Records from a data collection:
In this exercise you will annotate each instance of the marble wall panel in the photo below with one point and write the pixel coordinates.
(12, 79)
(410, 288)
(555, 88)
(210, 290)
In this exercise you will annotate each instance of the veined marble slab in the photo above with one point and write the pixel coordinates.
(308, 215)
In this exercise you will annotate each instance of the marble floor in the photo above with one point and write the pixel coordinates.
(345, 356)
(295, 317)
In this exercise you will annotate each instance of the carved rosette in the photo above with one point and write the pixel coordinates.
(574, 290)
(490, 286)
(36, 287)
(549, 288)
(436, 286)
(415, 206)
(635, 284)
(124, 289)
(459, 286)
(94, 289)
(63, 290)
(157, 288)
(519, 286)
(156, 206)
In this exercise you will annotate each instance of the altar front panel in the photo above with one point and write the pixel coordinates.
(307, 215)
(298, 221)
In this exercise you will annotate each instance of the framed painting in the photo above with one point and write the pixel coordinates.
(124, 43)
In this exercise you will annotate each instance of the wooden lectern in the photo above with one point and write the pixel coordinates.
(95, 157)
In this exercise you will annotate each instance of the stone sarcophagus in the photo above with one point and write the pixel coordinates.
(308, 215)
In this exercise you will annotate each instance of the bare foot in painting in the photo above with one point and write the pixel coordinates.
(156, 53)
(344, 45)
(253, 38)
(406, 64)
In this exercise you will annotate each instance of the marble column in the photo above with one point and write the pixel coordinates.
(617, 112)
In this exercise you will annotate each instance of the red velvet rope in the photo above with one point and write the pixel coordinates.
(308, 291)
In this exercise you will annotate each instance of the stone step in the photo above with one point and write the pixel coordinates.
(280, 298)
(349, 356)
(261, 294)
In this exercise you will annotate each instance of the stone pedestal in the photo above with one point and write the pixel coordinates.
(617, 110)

EXERCISE TASK: Recast all the records above as a Markdown table with the columns "Row" and "Text." Number each row and give one line per row, leaving out any blank lines.

EXERCISE OUTPUT:
| Row | Text |
|---|---|
| 1 | In this exercise you will annotate each instance of the marble wall panel in the photo below with one point and write the pixel coordinates. |
| 2 | (12, 79) |
| 3 | (410, 288) |
| 4 | (555, 88) |
| 5 | (210, 290) |
| 6 | In this exercise you will annotate each instance of the veined marble slab in the photo above with one point and write the pixel coordinates. |
| 7 | (308, 215) |
| 8 | In this exercise you will annotate each instance of the marble floor in the photo above with one point and write the pixel coordinates. |
| 9 | (345, 356) |
| 10 | (295, 317) |
| 11 | In this exercise you will annotate each instance of the carved rosette in the photo above with one point and write the pixel coordinates. |
| 12 | (574, 290) |
| 13 | (490, 286) |
| 14 | (36, 287) |
| 15 | (549, 288) |
| 16 | (436, 286) |
| 17 | (415, 206) |
| 18 | (635, 284) |
| 19 | (124, 289) |
| 20 | (459, 286) |
| 21 | (94, 289) |
| 22 | (63, 290) |
| 23 | (157, 288) |
| 24 | (519, 286) |
| 25 | (156, 206) |
| 26 | In this exercise you will annotate each instance of the altar front panel in the photo above with one point and write the pixel coordinates. |
| 27 | (307, 215) |
| 28 | (298, 221) |
| 29 | In this exercise you will annotate each instance of the framed painting in the photo above with one point and write the pixel coordinates. |
| 30 | (124, 43) |
| 31 | In this exercise you will annotate each instance of the wooden lectern in the photo above with one point and write the pixel coordinates. |
| 32 | (95, 157) |
| 33 | In this exercise you will annotate each instance of the stone sarcophagus in the photo above with one point and write the pixel coordinates. |
| 34 | (308, 215) |
| 35 | In this exercise you will annotate each instance of the bare foot in painting in the photo above with one point and write the pixel coordinates. |
| 36 | (156, 53) |
| 37 | (344, 45) |
| 38 | (253, 38) |
| 39 | (406, 64) |
| 40 | In this exercise you will annotate each instance of the marble column in the photo above with one point and write the pixel coordinates. |
| 41 | (617, 112) |
| 42 | In this exercise you will annotate each instance of the red velvet rope in the photo above with one point and write the pixel coordinates. |
| 43 | (308, 291) |
| 44 | In this exercise you will annotate each instance of the stone step in the photo above with one point and write the pixel coordinates. |
| 45 | (280, 298) |
| 46 | (349, 356) |
| 47 | (261, 294) |
| 48 | In this exercise you will annotate each instance of the stone pedestal in the photo above with one point and write the pixel coordinates. |
| 49 | (617, 110) |